— Start of DATA LISTING —
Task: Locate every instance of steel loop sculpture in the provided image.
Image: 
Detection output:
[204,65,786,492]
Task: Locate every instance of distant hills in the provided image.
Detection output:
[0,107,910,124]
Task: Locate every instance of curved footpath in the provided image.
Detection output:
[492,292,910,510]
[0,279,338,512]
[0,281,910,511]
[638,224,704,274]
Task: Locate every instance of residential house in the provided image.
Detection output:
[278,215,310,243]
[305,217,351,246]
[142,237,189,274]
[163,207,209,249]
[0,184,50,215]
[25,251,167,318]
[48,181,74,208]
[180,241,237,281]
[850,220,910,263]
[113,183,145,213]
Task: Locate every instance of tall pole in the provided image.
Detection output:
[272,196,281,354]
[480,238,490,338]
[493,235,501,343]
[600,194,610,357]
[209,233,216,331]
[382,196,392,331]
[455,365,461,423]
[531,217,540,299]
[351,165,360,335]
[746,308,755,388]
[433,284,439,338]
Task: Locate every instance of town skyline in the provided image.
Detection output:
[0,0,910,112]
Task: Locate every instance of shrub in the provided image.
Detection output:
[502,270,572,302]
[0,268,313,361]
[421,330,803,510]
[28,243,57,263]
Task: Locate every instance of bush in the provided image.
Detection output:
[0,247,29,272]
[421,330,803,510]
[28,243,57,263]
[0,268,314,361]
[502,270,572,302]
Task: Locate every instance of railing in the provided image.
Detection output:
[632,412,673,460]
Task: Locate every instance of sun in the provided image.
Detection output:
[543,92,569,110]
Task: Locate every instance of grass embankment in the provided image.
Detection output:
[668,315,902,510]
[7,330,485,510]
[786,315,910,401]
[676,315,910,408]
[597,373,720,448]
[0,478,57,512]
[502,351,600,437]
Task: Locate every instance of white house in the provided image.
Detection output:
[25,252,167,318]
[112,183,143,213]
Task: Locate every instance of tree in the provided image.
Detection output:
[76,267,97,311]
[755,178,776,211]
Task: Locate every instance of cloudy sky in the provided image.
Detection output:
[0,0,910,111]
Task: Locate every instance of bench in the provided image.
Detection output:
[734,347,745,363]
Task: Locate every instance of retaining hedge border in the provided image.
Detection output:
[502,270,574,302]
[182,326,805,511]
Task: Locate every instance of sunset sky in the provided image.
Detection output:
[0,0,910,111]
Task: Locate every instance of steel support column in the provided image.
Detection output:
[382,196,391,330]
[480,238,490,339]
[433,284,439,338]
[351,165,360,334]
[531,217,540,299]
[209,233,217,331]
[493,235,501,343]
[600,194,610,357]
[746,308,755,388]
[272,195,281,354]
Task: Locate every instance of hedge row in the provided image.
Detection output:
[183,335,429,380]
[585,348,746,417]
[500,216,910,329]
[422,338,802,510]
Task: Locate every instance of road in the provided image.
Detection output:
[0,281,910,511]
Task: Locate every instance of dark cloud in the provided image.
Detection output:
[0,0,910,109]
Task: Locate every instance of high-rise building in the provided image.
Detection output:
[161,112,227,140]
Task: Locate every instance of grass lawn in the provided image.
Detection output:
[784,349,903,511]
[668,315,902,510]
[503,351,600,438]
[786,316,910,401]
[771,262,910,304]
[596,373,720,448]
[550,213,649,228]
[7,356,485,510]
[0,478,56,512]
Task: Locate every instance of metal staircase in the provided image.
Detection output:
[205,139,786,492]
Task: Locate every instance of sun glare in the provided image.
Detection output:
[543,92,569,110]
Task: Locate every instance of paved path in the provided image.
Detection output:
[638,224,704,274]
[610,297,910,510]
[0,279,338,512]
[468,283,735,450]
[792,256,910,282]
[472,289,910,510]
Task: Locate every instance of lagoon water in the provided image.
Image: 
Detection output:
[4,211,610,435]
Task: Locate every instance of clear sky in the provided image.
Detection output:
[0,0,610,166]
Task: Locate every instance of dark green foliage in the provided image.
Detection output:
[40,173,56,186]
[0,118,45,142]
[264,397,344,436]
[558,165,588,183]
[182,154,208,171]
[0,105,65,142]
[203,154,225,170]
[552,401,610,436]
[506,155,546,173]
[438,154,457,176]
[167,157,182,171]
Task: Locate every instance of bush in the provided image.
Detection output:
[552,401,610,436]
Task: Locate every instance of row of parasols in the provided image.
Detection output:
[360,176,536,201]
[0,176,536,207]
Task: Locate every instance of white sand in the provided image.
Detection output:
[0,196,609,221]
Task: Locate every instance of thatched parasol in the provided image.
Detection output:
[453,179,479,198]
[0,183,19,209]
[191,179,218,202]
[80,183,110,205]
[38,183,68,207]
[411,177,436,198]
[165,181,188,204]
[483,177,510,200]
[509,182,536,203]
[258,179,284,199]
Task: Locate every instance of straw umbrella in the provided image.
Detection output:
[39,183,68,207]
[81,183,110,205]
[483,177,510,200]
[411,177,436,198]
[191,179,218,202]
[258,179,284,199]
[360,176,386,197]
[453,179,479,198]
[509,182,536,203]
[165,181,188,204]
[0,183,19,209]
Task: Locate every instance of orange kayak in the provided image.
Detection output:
— End of DATA LISTING —
### REQUIREMENTS
Transcribe all of the rows above line for line, changing nothing.

### FINAL RESULT
Task: Locate every instance of steel loop sculpture in the provided image.
Image: 
Detection output:
[204,65,786,492]
Task: Locate every instance of distant hills in the provided image.
Detection output:
[0,107,910,124]
Task: Locate every instance of curved footpath in the provided image.
Detection output:
[492,292,910,510]
[0,279,338,512]
[0,281,910,511]
[638,224,704,274]
Task: Locate every instance of residential house in the provided image.
Detection output:
[278,215,310,243]
[305,217,351,246]
[142,237,189,274]
[163,207,209,249]
[0,184,50,215]
[25,251,167,318]
[48,181,74,208]
[180,241,237,281]
[850,220,910,263]
[113,183,145,213]
Task: Locate every instance of tall pole in the provided image.
Detection output:
[272,196,281,354]
[480,238,490,338]
[493,235,501,343]
[600,194,610,357]
[209,233,216,331]
[382,196,392,331]
[455,365,461,423]
[531,217,540,299]
[351,165,360,335]
[746,308,755,388]
[433,284,439,338]
Task: Locate every instance of town skyline in the provided image.
Detection output:
[0,0,910,112]
Task: Locate every instance of shrub in the provided image.
Detection output:
[502,270,572,302]
[0,268,313,361]
[421,330,803,510]
[28,243,57,263]
Task: Locate every instance of bush in the provided image.
Detection output:
[0,247,29,272]
[421,330,803,510]
[28,243,57,263]
[0,268,314,361]
[502,270,572,302]
Task: Locate every instance of railing in the provided image.
Detection output:
[632,412,673,460]
Task: Locate every instance of sun in the provided image.
Detection output:
[543,92,569,110]
Task: Locate every instance of grass embankment in the provided image.
Detection output:
[668,315,902,510]
[7,330,485,510]
[786,315,910,401]
[676,315,910,408]
[597,373,720,448]
[0,478,57,512]
[502,351,600,437]
Task: Locate every instance of white house in the provided image.
Detection output:
[25,252,167,318]
[112,183,143,213]
Task: Locate every instance of tree in the provided image.
Detection output:
[76,267,97,311]
[755,178,776,211]
Task: Locate every instance of cloudy sky in the provided image.
Detection output:
[0,0,910,111]
Task: Locate every instance of bench in the provided image.
Detection output:
[734,347,745,363]
Task: Locate every instance of retaining hedge border in the provided image.
Detection output:
[502,270,574,302]
[182,326,805,511]
Task: Locate every instance of sunset sky in the provided image.
Detection output:
[0,0,910,111]
Task: Locate every instance of steel support column in the provided image.
Detection output:
[382,196,391,330]
[480,238,490,339]
[433,284,439,338]
[351,165,360,334]
[531,217,540,299]
[209,233,217,331]
[493,235,501,343]
[600,194,610,357]
[746,308,755,388]
[272,195,281,354]
Task: Locate every instance of hedge row in the provided image.
Detection output:
[183,335,429,380]
[585,348,746,417]
[500,216,910,329]
[422,338,802,510]
Task: Locate every instance of road in the provided image.
Detection output:
[0,281,910,511]
Task: Locate every instance of dark cloud in the provided image.
Detection output:
[0,0,910,109]
Task: Locate every instance of high-rise building in the provided image.
Detection output:
[161,112,227,140]
Task: Locate every instance of grass lawn in the provided image.
Detection output:
[784,349,903,511]
[668,315,902,510]
[503,351,600,438]
[786,316,910,401]
[771,262,910,304]
[596,373,720,448]
[550,213,649,228]
[7,356,485,510]
[0,478,56,512]
Task: Locate every instance of metal staircase in the provided image.
Detection output:
[205,139,786,492]
Task: Locate every instance of sun glare in the provided image.
Detection output:
[543,92,569,110]
Task: Locate every instance of paved path in the provided image.
Detection output:
[638,224,704,274]
[610,297,910,510]
[0,279,338,512]
[468,283,735,450]
[792,256,910,282]
[472,289,910,510]
Task: Locate every instance of lagoon water in the provided image.
Image: 
Detection output:
[4,211,610,435]
Task: Locate every instance of clear sky in the provided image.
Detection output:
[0,0,610,166]
Task: Locate every instance of dark green foliage in the provided image.
Detection output:
[40,173,56,186]
[0,118,45,142]
[264,397,344,436]
[558,165,588,183]
[182,154,208,171]
[0,105,65,142]
[203,154,225,170]
[552,401,610,436]
[506,155,546,173]
[438,154,457,176]
[167,157,182,171]
Task: Locate every instance of bush in the provided image.
Detection output:
[552,401,610,436]
Task: Locate every instance of row of parasols in the provided image.
Detection output:
[360,176,536,201]
[0,176,536,207]
Task: Locate every instance of white sand in the provided image.
Detection output:
[0,196,609,221]
Task: Locate every instance of thatched parasol in the provided image.
Detection output:
[453,179,479,198]
[0,183,19,209]
[191,179,218,202]
[80,183,110,205]
[38,183,68,207]
[411,177,436,198]
[165,181,188,204]
[483,177,510,200]
[509,182,536,203]
[258,179,284,199]
Task: Locate every instance of straw umbrella in the provided image.
Detection output:
[39,183,68,207]
[81,183,110,205]
[483,177,510,200]
[411,177,436,198]
[191,179,218,202]
[258,179,284,199]
[360,176,386,197]
[453,179,479,198]
[509,182,536,203]
[165,181,188,204]
[0,183,19,209]
Task: Locate every instance of orange kayak in the provided image.
Detection output:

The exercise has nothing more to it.